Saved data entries
● ● ● ●

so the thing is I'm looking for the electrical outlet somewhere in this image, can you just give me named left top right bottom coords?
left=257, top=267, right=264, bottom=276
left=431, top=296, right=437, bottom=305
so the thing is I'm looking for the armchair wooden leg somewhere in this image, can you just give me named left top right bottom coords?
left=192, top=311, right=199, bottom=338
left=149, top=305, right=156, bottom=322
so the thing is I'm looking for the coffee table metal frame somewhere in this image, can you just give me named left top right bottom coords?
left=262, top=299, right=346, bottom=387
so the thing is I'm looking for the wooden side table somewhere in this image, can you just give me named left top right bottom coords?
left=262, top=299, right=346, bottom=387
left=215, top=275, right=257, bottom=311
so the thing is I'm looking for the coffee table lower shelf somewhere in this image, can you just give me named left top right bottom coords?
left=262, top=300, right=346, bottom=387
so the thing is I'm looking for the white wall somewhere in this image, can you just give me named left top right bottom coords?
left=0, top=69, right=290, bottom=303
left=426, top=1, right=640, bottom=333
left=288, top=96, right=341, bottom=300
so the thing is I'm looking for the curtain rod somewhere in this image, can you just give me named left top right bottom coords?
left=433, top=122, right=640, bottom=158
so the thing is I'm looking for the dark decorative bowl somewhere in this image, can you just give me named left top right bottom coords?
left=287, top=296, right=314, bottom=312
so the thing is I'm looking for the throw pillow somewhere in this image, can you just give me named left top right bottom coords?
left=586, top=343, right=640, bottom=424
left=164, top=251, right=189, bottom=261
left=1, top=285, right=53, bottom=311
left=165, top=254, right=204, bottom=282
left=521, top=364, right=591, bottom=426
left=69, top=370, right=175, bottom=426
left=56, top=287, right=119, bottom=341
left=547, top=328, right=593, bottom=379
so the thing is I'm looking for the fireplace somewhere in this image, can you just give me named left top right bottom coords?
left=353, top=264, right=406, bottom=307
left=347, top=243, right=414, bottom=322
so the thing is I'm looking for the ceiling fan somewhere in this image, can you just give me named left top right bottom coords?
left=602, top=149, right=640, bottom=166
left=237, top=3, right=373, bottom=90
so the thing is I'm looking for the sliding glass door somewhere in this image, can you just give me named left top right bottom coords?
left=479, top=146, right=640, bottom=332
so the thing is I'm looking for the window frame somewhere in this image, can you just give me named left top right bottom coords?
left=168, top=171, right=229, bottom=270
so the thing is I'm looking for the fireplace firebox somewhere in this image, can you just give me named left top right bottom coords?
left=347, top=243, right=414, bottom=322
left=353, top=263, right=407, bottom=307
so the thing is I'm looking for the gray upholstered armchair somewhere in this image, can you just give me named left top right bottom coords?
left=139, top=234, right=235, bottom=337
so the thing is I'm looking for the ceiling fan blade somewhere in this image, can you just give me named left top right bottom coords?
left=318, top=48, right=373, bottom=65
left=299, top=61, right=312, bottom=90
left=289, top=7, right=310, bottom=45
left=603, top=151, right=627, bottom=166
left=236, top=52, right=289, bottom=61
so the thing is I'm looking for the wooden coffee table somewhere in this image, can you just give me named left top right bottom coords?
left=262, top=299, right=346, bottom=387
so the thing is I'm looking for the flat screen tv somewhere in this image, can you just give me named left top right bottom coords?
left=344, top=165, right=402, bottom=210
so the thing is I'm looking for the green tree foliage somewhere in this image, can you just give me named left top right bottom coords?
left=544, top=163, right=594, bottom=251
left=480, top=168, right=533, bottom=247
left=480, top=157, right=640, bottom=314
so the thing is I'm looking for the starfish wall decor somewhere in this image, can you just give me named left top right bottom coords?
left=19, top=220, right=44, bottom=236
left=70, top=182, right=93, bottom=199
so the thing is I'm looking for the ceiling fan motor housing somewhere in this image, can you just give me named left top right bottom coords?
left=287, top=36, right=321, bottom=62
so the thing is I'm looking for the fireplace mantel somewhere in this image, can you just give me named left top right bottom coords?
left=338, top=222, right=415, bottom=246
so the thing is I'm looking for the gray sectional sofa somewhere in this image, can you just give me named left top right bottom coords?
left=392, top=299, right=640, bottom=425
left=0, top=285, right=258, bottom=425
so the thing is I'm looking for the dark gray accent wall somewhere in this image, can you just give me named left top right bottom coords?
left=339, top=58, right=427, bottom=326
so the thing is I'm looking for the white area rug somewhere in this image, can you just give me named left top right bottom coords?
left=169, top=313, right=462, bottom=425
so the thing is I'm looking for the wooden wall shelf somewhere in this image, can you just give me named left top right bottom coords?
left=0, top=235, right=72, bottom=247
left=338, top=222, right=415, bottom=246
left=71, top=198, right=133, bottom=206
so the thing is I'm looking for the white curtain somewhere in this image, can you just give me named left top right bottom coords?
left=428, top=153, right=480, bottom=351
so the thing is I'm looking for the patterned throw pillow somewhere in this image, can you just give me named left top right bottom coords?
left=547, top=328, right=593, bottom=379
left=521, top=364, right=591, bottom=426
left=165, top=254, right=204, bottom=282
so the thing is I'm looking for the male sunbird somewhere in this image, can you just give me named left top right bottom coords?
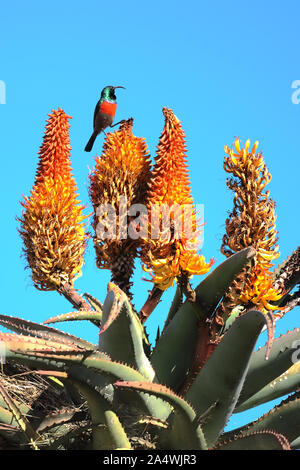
left=84, top=85, right=125, bottom=152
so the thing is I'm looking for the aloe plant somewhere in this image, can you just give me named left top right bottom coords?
left=1, top=257, right=299, bottom=451
left=0, top=107, right=299, bottom=450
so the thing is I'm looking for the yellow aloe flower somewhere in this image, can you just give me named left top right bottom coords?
left=221, top=137, right=282, bottom=312
left=19, top=109, right=87, bottom=291
left=240, top=264, right=283, bottom=311
left=142, top=107, right=213, bottom=291
left=88, top=119, right=151, bottom=296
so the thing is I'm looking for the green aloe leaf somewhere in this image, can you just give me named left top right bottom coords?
left=1, top=332, right=170, bottom=420
left=194, top=247, right=256, bottom=319
left=1, top=331, right=138, bottom=380
left=71, top=379, right=131, bottom=450
left=237, top=327, right=300, bottom=407
left=0, top=314, right=97, bottom=350
left=151, top=248, right=256, bottom=392
left=115, top=381, right=207, bottom=450
left=214, top=430, right=290, bottom=450
left=0, top=332, right=95, bottom=356
left=99, top=284, right=155, bottom=381
left=151, top=299, right=198, bottom=391
left=236, top=362, right=300, bottom=412
left=83, top=293, right=103, bottom=313
left=0, top=404, right=18, bottom=426
left=0, top=393, right=30, bottom=417
left=185, top=309, right=267, bottom=448
left=291, top=436, right=300, bottom=450
left=36, top=408, right=84, bottom=433
left=0, top=332, right=119, bottom=403
left=223, top=391, right=300, bottom=445
left=43, top=310, right=102, bottom=327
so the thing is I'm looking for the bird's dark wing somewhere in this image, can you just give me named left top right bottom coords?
left=93, top=100, right=100, bottom=129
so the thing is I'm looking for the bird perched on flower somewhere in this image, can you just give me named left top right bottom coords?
left=84, top=85, right=125, bottom=152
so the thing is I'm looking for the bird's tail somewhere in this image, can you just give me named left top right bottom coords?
left=84, top=132, right=97, bottom=152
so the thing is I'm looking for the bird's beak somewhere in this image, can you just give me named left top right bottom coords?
left=113, top=86, right=125, bottom=90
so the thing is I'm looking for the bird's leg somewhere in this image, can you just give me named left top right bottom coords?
left=110, top=120, right=124, bottom=128
left=110, top=117, right=133, bottom=128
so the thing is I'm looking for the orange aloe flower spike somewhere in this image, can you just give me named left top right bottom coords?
left=19, top=109, right=87, bottom=300
left=141, top=107, right=213, bottom=293
left=88, top=119, right=151, bottom=297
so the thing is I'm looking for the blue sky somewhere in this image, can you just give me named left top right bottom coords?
left=0, top=0, right=299, bottom=434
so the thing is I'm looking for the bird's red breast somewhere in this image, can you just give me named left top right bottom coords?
left=99, top=101, right=117, bottom=118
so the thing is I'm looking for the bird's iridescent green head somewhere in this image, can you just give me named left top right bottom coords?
left=100, top=86, right=125, bottom=102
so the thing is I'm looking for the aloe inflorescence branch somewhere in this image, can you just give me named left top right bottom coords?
left=88, top=119, right=151, bottom=298
left=141, top=108, right=213, bottom=291
left=213, top=138, right=283, bottom=335
left=140, top=108, right=214, bottom=322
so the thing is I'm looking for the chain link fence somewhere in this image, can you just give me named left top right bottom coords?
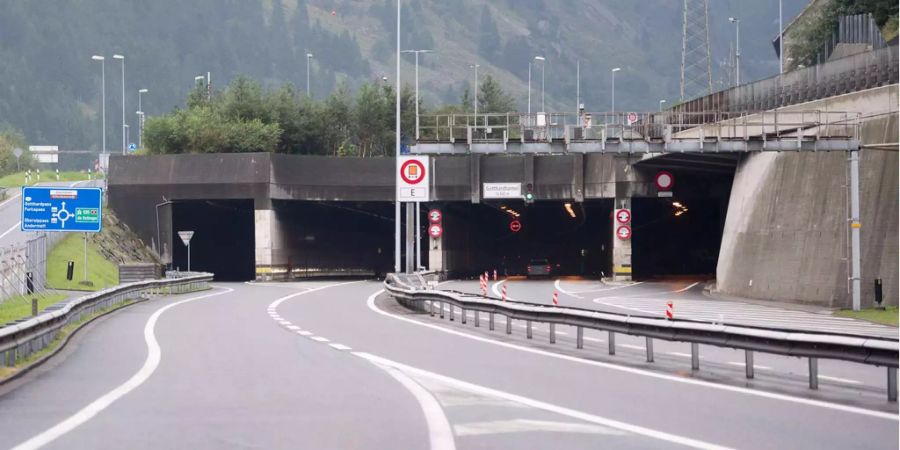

● ● ● ●

#### YOUR ASSIGNMENT:
Write the lines out again exactly, beginning at the one containing "so the thing is I'm looking for the bird's red" and ending with the last line of the entries, but without any pictures.

#### FINISHED TASK:
so the thing is I'm looking for the bird's red breast somewhere in this image, can you just give me named left top right bottom coords?
left=99, top=101, right=117, bottom=118
so the thing is I'm looking for the bird's iridescent green head somewhere in this image, can you just give me named left top right bottom coords?
left=100, top=86, right=125, bottom=102
so the thing is I'm looking for the aloe inflorescence branch somewhere in this image, can you just give me named left top right bottom coords?
left=88, top=119, right=151, bottom=298
left=141, top=108, right=213, bottom=291
left=213, top=138, right=283, bottom=335
left=140, top=108, right=214, bottom=322
so the thing is I'm looking for the chain link fence somewhere in this image, can you just give me named left top right bottom coords?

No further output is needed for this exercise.